What needs to be done →
Format every line of the listing below as a JSON list of strings, one string per line, leaving out blank lines.
===== Supplied material =====
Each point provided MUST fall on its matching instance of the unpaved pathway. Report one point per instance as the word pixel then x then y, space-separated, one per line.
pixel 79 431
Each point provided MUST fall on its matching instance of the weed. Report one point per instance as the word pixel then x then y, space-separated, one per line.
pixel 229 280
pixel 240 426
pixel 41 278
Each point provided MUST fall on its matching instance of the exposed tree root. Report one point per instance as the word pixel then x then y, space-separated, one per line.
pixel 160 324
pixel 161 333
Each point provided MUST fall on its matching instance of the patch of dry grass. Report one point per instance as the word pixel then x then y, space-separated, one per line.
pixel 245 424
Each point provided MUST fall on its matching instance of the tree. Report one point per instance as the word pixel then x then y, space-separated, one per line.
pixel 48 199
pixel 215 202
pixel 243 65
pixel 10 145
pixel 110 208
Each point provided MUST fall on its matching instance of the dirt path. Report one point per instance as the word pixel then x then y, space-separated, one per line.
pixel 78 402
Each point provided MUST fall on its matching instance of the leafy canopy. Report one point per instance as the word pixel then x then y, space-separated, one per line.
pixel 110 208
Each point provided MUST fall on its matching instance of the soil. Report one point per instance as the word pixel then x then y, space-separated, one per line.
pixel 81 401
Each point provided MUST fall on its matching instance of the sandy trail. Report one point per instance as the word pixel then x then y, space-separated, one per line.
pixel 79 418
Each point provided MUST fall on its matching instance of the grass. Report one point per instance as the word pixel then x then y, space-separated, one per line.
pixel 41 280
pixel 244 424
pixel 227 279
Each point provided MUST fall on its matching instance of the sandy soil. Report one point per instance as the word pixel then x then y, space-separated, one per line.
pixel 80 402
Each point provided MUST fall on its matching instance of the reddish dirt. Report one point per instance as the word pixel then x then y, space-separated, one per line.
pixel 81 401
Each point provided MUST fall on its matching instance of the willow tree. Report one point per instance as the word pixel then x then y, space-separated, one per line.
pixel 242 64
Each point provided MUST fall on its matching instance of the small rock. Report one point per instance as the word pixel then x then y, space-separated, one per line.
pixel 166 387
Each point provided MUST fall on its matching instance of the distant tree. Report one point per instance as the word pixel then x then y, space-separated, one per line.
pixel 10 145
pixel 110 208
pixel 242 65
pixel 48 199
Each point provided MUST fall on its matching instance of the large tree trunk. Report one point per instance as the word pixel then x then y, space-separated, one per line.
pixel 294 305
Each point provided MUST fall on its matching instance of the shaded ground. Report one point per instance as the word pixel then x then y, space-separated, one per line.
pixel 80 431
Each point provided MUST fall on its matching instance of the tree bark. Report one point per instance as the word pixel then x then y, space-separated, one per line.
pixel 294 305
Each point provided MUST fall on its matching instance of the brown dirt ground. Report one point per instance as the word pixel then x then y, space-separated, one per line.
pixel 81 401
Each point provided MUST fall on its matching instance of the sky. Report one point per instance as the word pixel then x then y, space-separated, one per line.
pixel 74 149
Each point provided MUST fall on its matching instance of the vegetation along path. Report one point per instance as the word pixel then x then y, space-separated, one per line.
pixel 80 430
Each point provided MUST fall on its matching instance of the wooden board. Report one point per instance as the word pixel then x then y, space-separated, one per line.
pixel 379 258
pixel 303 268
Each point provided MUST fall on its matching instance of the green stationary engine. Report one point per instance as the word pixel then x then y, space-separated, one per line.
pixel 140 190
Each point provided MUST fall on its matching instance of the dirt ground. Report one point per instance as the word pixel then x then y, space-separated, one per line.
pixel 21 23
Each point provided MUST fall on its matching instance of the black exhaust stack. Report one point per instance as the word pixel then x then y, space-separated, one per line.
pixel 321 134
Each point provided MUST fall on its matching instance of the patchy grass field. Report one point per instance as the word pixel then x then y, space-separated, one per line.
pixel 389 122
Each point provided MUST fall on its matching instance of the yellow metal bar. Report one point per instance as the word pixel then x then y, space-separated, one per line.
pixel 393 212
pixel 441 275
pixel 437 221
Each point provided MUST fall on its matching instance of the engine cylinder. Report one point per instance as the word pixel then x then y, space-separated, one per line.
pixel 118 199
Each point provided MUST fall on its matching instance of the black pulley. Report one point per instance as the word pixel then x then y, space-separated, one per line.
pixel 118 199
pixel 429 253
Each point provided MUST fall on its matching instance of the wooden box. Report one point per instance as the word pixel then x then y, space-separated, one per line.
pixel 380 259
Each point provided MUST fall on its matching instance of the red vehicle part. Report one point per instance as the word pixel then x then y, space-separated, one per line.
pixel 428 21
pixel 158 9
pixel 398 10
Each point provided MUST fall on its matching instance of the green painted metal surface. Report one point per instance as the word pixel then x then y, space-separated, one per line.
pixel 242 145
=====
Finished answer →
[
  "Each point provided MUST fall on its matching instance of the unpaved pathway. Report one point per instance as the word pixel then x then y, space-separated, one per line.",
  "pixel 79 431",
  "Each point provided MUST fall on its matching instance of the weed. Report one point per instance as the word pixel then x then y, space-separated, one per line.",
  "pixel 229 280",
  "pixel 240 426",
  "pixel 41 278",
  "Each point provided MUST fall on its matching instance of the exposed tree root. Report one point per instance as the word pixel then x then y, space-separated, one per line.",
  "pixel 160 324",
  "pixel 161 333",
  "Each point provided MUST fall on its matching instance of the patch of dry grass. Report one point per instance as the word pixel then x then y, space-separated, one per line.",
  "pixel 245 424",
  "Each point provided MUST fall on its matching instance of the tree. Report one point per instance as the word pixel then x then y, space-separated, one per line.",
  "pixel 48 199",
  "pixel 215 202",
  "pixel 243 65",
  "pixel 10 145",
  "pixel 110 208",
  "Each point provided MUST fall on its matching instance of the dirt path. Report one point per instance as the word pixel then x then y, space-separated, one per line.",
  "pixel 78 402",
  "Each point provided MUST fall on its matching instance of the leafy canopy. Report one point per instance as the word pixel then x then y, space-separated, one per line.",
  "pixel 110 208",
  "Each point provided MUST fall on its matching instance of the soil. Report one point per instance as the word pixel then x then y, space-separated, one per line.",
  "pixel 81 401",
  "Each point provided MUST fall on its matching instance of the sandy trail. Report one point per instance as the word pixel then x then y, space-separated, one per line.",
  "pixel 79 418",
  "Each point provided MUST fall on its matching instance of the grass. Report one point per instance as the word pixel then x then y, space-separated, one per line.",
  "pixel 41 280",
  "pixel 244 424",
  "pixel 227 279",
  "Each point provided MUST fall on its matching instance of the sandy soil. Report one point per instance as the word pixel then x then y, space-separated, one per line.",
  "pixel 80 402",
  "Each point provided MUST fall on its matching instance of the reddish dirt. Report one point per instance as the word pixel then x then y, space-separated, one per line.",
  "pixel 81 401",
  "Each point provided MUST fall on its matching instance of the willow tree. Report one point per instance as the word pixel then x then y, space-separated, one per line.",
  "pixel 242 64",
  "Each point provided MUST fall on its matching instance of the small rock. Report one point per instance as the word pixel then x then y, space-separated, one per line.",
  "pixel 166 387",
  "Each point provided MUST fall on its matching instance of the distant tree. Report one point per instance as the word pixel then x then y, space-separated, one per line.",
  "pixel 10 145",
  "pixel 110 208",
  "pixel 242 65",
  "pixel 48 199",
  "Each point provided MUST fall on its matching instance of the large tree trunk. Report one point per instance as the word pixel then x then y, space-separated, one per line.",
  "pixel 294 305",
  "Each point provided MUST fall on its matching instance of the shaded ground. Report one point per instance as the word pixel then x then y, space-separated, one per line.",
  "pixel 80 431",
  "Each point provided MUST fall on its matching instance of the tree bark. Report one point per instance as the word pixel then x then y, space-separated, one per line.",
  "pixel 294 305",
  "Each point provided MUST fall on its matching instance of the brown dirt ground. Report one point per instance as the word pixel then x then y, space-separated, one per line.",
  "pixel 81 401",
  "Each point provided MUST fall on its matching instance of the sky. Report one point per instance as the word pixel then x then y, space-separated, one per line.",
  "pixel 74 149",
  "Each point provided MUST fall on its matching instance of the vegetation along path. Report one point per instance as the word pixel then x then y, space-separated, one per line.",
  "pixel 80 430",
  "Each point provided MUST fall on its matching instance of the wooden board. Report one point per instance as the word pixel then x then y, space-separated, one per line.",
  "pixel 379 258",
  "pixel 303 268",
  "Each point provided MUST fall on its matching instance of the green stationary engine. Report one point per instance as the word pixel then x then y, space-separated, one per line.",
  "pixel 140 190",
  "Each point provided MUST fall on its matching instance of the dirt ground. Report one point per instance as the word pixel then x then y, space-separated, one per line.",
  "pixel 21 23",
  "Each point provided MUST fall on its matching instance of the black exhaust stack. Report one point per instance as the word pixel then x then y, space-separated, one per line.",
  "pixel 321 134",
  "Each point provided MUST fall on its matching instance of the patchy grass field. Report one point per instance as the word pixel then x then y, space-separated, one per line.",
  "pixel 389 122",
  "Each point provided MUST fall on its matching instance of the yellow metal bar. Report one point per instance as the word pixel then x then y, space-separated, one per line.",
  "pixel 393 212",
  "pixel 441 275",
  "pixel 437 221",
  "Each point provided MUST fall on its matching instance of the engine cylinder. Report one point per instance as the word pixel then x then y, space-separated, one per line.",
  "pixel 118 199",
  "Each point provided MUST fall on its matching instance of the black pulley. Report one point per instance as the word pixel then x then y, space-separated, one per line.",
  "pixel 118 199",
  "pixel 429 253",
  "Each point provided MUST fall on its matching instance of the wooden box. Report one point per instance as the word pixel then x then y, space-separated, one per line.",
  "pixel 380 259",
  "Each point provided MUST fall on its matching instance of the red vehicle part. Report one point per instance as the word pixel then x then y, space-separated, one per line.",
  "pixel 428 21",
  "pixel 158 9",
  "pixel 398 10",
  "Each point provided MUST fall on its matching instance of the green painted metal surface. Report one point per instance as the word pixel then x then y, space-separated, one per line.",
  "pixel 242 145"
]